(Task prompt):
Take the entries below and write them out exactly, with each picture removed.

(Collection entries):
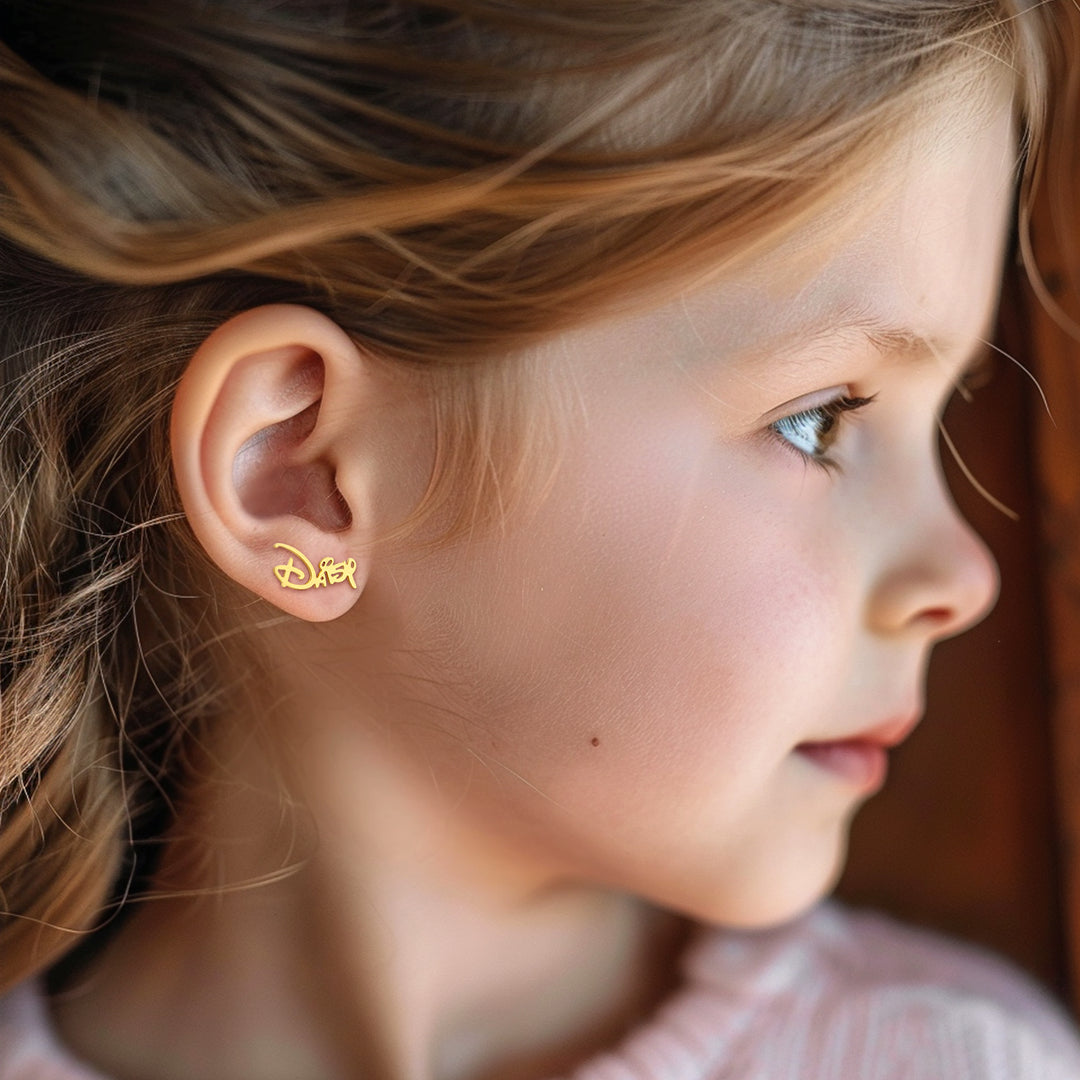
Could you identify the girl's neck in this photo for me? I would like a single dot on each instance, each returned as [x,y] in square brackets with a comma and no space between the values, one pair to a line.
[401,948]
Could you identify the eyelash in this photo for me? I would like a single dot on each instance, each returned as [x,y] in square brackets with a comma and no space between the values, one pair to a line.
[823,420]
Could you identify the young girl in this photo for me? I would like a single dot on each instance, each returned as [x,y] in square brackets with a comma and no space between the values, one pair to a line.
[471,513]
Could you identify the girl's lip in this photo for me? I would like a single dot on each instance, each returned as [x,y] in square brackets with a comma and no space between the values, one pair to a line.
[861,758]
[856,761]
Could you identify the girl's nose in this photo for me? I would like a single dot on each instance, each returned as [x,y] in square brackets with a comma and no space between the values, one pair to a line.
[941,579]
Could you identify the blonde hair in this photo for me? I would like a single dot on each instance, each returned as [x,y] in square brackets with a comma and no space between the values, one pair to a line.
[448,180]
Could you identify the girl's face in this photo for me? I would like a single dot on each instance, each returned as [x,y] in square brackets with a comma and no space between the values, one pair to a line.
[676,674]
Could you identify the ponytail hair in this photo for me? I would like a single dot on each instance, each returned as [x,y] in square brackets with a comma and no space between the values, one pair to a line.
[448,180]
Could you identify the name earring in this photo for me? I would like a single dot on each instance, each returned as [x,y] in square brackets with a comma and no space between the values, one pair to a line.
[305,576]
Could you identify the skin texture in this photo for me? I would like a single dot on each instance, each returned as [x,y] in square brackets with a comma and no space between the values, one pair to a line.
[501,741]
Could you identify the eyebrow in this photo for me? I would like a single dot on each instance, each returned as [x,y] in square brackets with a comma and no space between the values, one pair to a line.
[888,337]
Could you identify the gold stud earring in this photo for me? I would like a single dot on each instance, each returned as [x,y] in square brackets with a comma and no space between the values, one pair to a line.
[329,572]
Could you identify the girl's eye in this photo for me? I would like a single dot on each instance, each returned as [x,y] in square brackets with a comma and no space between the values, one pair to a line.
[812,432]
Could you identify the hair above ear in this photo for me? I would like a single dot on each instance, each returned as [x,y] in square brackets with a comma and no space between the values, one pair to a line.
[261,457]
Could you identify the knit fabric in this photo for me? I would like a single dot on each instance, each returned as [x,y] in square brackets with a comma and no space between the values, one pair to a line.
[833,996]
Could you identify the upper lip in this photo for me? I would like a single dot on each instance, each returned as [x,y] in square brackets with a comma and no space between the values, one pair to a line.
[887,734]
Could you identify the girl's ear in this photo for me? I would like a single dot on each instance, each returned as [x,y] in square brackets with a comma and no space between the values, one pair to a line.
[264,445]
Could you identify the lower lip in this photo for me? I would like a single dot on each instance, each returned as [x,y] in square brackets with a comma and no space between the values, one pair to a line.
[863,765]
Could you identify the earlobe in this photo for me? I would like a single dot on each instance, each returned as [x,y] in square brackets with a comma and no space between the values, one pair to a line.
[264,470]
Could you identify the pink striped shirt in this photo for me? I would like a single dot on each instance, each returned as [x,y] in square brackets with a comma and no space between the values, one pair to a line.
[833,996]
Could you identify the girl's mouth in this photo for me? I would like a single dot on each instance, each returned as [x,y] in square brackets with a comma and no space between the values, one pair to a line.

(Solution to this task):
Could you identify the girl's neck in this photo for me? I would like a single dot on each instance, each returned as [x,y] in square brackets with a comma and no space between the values, one pair to a line.
[401,948]
Could you identify the eyelash in this photo for me? I would like a single dot on each instance, each returned as [x,y] in square brackets with a comma and no space between the values, one pair to a line.
[823,420]
Could you identify the young girl in this photo for me? I would like a single dot on each instance, each returned as [x,y] in square brackets with a comma and no space between the values, one pair to a line.
[471,513]
Could you identify the girl's lip in this photo for me? I would like a single dot on each instance, each returned as [x,y] in square brackets with a comma and no space between the values, one pair to a line.
[861,758]
[856,761]
Could you identify the girl's nose in this photo for me? I would like a single dot on each instance, each returned as [x,y] in square brackets with a comma and no space between the values, one pair to a line.
[941,579]
Could you identify the blonde hair in this photo for me? I would like a single dot on each instance, each returned as [x,y] in square brackets with a comma and no space between the values, one pair to a line.
[448,180]
Could you identify the girl's face in this photo for me? I would like a single dot on each instance, each returned as [x,y] in square brackets with a comma and no space between the values, one pair to a line.
[676,674]
Could you identify the ponytail hair in this photo for me? I would like a single dot on each instance, each returned as [x,y] in square brackets with a comma and no space between the values, one pair to a line.
[448,180]
Could you identify the name earring in this photo for me? I would like a single dot on each instance, each returned as [x,y] in square brackets with a comma and no space between the values, one pair to a line.
[305,576]
Could you identify the skin texture in this photo for me? I would like a single dot on each instance, each returned as [x,y] in square brackets with a comma and no space between the values, one pair to a line.
[501,741]
Could you identify the eyebrow in this photo for me? I would like a single dot on each instance, each returned as [x,y] in square brackets with a comma and no space between the values, one pair to a line.
[888,337]
Could you identify the gold stud earring in this photo for me? I would like a single dot on each instance, each returned as [x,y] in square brackets with a comma and no space between the values, one pair to a line.
[329,572]
Could you identify the girl's eye in this photo for me? I would like a single dot on each instance, each returned as [x,y] in square brackets with a comma and no space between the values, one pair to a line.
[812,432]
Could you identify the hair above ear in this photo for me? I would like a single dot on each instance, each returned as [x,y] in square brackets with a comma and no space between the values, one pair to a line.
[261,457]
Could you identify the knit fabric in this photo for me? I would like a single dot on each instance, each returned as [x,y] in square brackets with a comma and no space between the values, one pair to a line.
[833,996]
Could you identify the upper lip in this photo for me? I would like a single dot on each instance, each returned as [x,y] in square brackets with a comma and no space between the values, one pair to a line.
[887,734]
Could you identify the girl's ear in this photo for me? I would like a single dot on each instance, each returned as [x,y] in square brackets with a comma and no space between the values, one pair to a line.
[264,445]
Could you identify the lower lip in this photo for me? I would like a single dot on each instance, each returned as [x,y] in square brackets with a comma and no space between the values, one pair to a line.
[863,765]
Could you identify the earlobe in this photo for me? I would like a single dot on each instance, each returned as [x,y] in square brackets with a comma and no space between the values, one pair to a line.
[264,470]
Could you identify the pink striped shirt in this photo for me? I would like a single dot on each instance, each returned as [x,y] in square brackets with a comma and no space between the values, one pair to a line.
[833,996]
Could you identify the girl's mouth in this photo for me? I would like a single dot on each instance, each returned as [x,y] in square brackets with a comma and no space between the values, one pair to a line.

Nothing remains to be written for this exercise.